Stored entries
▬▬▬

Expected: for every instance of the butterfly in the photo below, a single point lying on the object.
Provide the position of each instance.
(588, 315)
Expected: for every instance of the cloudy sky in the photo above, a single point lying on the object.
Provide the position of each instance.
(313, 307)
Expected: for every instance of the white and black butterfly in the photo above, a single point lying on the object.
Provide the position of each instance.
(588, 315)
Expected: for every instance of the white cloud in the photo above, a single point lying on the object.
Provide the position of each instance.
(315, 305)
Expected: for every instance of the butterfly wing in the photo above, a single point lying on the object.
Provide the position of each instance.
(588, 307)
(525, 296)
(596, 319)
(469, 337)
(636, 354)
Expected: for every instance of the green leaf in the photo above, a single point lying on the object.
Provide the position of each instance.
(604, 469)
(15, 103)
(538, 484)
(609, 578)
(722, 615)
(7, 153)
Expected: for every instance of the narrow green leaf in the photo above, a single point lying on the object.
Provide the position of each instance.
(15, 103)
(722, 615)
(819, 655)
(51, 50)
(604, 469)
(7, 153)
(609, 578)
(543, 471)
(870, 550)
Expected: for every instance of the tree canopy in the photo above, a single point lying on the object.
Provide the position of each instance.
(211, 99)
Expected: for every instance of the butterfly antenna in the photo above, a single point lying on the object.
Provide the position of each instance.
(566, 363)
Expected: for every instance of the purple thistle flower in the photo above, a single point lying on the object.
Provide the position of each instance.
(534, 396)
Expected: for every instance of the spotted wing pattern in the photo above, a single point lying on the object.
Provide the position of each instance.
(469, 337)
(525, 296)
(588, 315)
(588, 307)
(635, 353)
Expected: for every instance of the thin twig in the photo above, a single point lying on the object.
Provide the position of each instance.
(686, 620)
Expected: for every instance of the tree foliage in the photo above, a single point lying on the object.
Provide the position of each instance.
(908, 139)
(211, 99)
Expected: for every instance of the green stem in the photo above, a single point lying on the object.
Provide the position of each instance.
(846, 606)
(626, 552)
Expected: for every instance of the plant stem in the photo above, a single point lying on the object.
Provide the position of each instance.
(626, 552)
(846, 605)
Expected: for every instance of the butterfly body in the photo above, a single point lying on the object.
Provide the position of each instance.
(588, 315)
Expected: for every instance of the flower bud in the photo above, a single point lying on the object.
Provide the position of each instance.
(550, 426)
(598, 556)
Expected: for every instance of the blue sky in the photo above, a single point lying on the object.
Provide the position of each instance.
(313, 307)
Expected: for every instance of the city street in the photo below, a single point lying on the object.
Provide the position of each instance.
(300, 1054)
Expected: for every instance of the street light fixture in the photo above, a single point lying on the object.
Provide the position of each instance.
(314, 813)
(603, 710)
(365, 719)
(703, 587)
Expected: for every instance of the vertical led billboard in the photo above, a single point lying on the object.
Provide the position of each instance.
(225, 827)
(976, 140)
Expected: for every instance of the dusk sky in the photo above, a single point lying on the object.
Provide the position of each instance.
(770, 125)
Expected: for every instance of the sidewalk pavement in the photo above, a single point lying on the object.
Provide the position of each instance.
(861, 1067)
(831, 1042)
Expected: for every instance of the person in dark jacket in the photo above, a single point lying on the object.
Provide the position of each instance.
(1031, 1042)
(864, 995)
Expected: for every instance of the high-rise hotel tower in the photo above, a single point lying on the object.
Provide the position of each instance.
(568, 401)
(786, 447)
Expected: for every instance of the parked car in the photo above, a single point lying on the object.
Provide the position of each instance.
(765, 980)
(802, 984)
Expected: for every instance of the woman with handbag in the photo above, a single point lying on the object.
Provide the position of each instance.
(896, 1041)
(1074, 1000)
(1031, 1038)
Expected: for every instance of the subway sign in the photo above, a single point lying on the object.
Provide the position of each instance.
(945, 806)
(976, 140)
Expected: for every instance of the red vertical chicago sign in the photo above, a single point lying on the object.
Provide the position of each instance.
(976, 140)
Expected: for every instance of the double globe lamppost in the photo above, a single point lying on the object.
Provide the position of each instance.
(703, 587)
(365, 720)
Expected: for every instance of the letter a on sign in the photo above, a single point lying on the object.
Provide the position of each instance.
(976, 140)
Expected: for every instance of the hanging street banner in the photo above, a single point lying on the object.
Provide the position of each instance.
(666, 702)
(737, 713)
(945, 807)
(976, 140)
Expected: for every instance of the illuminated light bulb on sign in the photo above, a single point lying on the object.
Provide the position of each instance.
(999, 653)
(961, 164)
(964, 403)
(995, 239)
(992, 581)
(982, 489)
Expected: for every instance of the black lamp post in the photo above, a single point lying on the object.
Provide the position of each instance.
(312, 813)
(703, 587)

▬▬▬

• **STATED TASK**
Reproduce all of the items above word for word.

• **WRITTEN SOLUTION**
Expected: for every instance of the butterfly in the photo below, a single point lying on the object.
Provide the position of each instance.
(588, 315)
Expected: for every instance of the cloudy sky in the photo above, a single point lying on the object.
Provide the position of each instance.
(313, 307)
Expected: for every instance of the white and black butterfly in the photo above, a single point lying on the object.
Provide the position of each instance.
(588, 315)
Expected: for every instance of the white cloud in the photo above, a single point lying on the object.
Provide the position of each instance.
(315, 305)
Expected: for every instance of the butterfly wing in the photo above, a single point lying on the object.
Provide the position of each instance.
(588, 307)
(525, 296)
(596, 319)
(469, 337)
(636, 354)
Expected: for every instance of the green leaf in the photo above, a single point lying on the object.
Provide the position of each instance.
(604, 469)
(15, 103)
(538, 484)
(609, 578)
(722, 615)
(7, 153)
Expected: for every instance of the narrow green leaf in the photo above, a single point lying on the object.
Provide the position of each instance.
(15, 103)
(722, 615)
(819, 655)
(51, 50)
(604, 469)
(7, 153)
(609, 578)
(543, 471)
(870, 550)
Expected: for every instance of the tree canopy in the photo above, a single point lying on the object.
Provide the position of each instance.
(211, 99)
Expected: for every instance of the butterfly antenna in the photo above, a single point lying on the object.
Provide the position of each instance.
(566, 363)
Expected: for every instance of the purple thistle flower in the photo above, a single point lying on the object.
Provide the position of each instance.
(534, 396)
Expected: for every instance of the spotted wing pattern in the photo above, a single point lying on the object.
Provide the position of each instance.
(469, 337)
(525, 296)
(588, 315)
(588, 307)
(635, 353)
Expected: for every instance of the thin twig in the photo above, a single point lying on the object.
Provide the position of each instance.
(686, 620)
Expected: for every instance of the tree foliage in the photo above, a single point lying on the object.
Provide the position of each instance.
(908, 139)
(211, 99)
Expected: for every instance of the green stem in the photo above, a single point lying on the object.
Provide the position of each instance.
(846, 606)
(626, 552)
Expected: for every instance of the plant stem in the photo above, a single point lying on the object.
Provide the position of each instance.
(626, 552)
(846, 605)
Expected: for every instance of the butterfly body in the photo above, a single point lying on the object.
Provide the position of each instance.
(588, 315)
Expected: for every instance of the flower bud in the photo above, a single point lying on the object.
Provide the position of each instance.
(550, 426)
(598, 556)
Expected: for every instance of the blue sky in the photo above, a single point lying on the object.
Provide the position of each instance.
(313, 307)
Expected: for every instance of the city street in the photo below, a single point lying on the object.
Provide the position of each instance.
(300, 1054)
Expected: for every instance of the street light fixture in the photo above, a single point lying on the object.
Provide the position of each instance.
(314, 813)
(603, 710)
(365, 719)
(703, 587)
Expected: for every instance of the vertical led billboard in the photo above, a single point lying on the object.
Provide the position of each instance.
(225, 827)
(976, 140)
Expected: for every instance of the dusk sky in the photo above, a single point lying on the object.
Provide the position of each instance.
(770, 125)
Expected: for every instance of the sidewalk pavement in the photo above, a single point lying on the object.
Provide the position of each instance.
(861, 1067)
(831, 1042)
Expected: for every instance of the person in dark jacket in the photo above, a single point lying on the object.
Provide the position of each instance.
(1031, 1042)
(864, 995)
Expected: for every instance of the high-rise hotel tower in the photo above, a single point lying on the object.
Provide the position of each instance.
(568, 401)
(786, 447)
Expected: for every instance of the parked car in the photo above, a single point lying on the object.
Provide the position of each instance.
(765, 980)
(802, 984)
Expected: for every instance of the woman with handbag in the photo above, a single point lying on the object.
Provide the position of each instance.
(896, 1041)
(1074, 1000)
(1031, 1038)
Expected: for every instance of the subway sign in the photo above, a single point lying on the object.
Provide the position of each instance.
(945, 806)
(976, 140)
Expected: for every instance of the red vertical chicago sign in the photo above, a single point lying on the object.
Provide the position of each instance.
(976, 140)
Expected: for every instance of the double globe lamppost in the photo above, a single point lying on the object.
Provide the position of each instance.
(703, 587)
(365, 720)
Expected: for every instance of the letter a on sign in the photo above, a single point lying on the object.
Provide the position of each instance.
(976, 140)
Expected: for every instance of the hanging street banner in the photo above, a single point lying on the object.
Provide the position of each instance.
(666, 702)
(737, 713)
(945, 807)
(976, 140)
Expected: for every instance of the illuminated light bulb on sign in the photo above, a single point lying on the object.
Provide the position of each instance.
(999, 653)
(961, 164)
(964, 403)
(995, 239)
(992, 581)
(982, 489)
Expected: for every instance of the black lamp post in the photo above, a single point lying on the object.
Provide the position of each instance.
(312, 813)
(703, 587)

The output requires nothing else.